## Excerpted data
=======

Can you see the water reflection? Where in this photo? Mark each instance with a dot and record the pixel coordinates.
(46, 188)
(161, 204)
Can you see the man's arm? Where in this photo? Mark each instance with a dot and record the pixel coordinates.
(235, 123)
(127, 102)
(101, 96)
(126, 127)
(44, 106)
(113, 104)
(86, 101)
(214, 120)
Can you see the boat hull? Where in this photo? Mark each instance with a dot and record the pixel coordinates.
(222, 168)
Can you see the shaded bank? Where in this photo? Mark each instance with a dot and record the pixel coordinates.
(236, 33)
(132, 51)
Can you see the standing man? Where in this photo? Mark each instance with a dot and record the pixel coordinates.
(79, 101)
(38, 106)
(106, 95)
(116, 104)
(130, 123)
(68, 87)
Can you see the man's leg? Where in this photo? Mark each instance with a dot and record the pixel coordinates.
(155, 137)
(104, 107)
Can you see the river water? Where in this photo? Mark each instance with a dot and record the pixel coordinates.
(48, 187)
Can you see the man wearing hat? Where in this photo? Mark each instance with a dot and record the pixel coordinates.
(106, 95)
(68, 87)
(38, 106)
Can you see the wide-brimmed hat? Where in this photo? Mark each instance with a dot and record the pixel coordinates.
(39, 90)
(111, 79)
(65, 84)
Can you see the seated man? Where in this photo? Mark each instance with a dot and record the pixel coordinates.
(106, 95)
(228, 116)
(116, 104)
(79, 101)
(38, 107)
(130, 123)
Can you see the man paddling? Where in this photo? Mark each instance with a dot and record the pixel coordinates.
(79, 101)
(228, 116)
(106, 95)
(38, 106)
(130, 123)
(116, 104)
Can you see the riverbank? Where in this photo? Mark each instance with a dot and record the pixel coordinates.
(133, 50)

=======

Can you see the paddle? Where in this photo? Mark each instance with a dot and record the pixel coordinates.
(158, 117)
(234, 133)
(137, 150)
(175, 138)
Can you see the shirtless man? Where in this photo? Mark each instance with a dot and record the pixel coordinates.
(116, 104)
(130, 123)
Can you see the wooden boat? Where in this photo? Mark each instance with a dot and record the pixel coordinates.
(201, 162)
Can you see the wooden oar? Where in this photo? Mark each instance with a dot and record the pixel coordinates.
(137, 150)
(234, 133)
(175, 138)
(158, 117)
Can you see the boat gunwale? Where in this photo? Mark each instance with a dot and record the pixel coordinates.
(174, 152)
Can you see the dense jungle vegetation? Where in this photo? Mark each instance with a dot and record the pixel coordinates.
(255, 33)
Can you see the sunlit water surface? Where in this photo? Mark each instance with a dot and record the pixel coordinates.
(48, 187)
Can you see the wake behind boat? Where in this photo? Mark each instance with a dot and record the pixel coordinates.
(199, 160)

=======

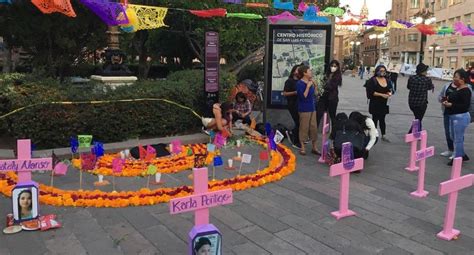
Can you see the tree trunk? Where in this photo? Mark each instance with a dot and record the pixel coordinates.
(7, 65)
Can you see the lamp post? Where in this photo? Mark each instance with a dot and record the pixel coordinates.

=======

## Stated task
Tally the rows above that contain the word "water" and reply with only that number.

## Written answer
3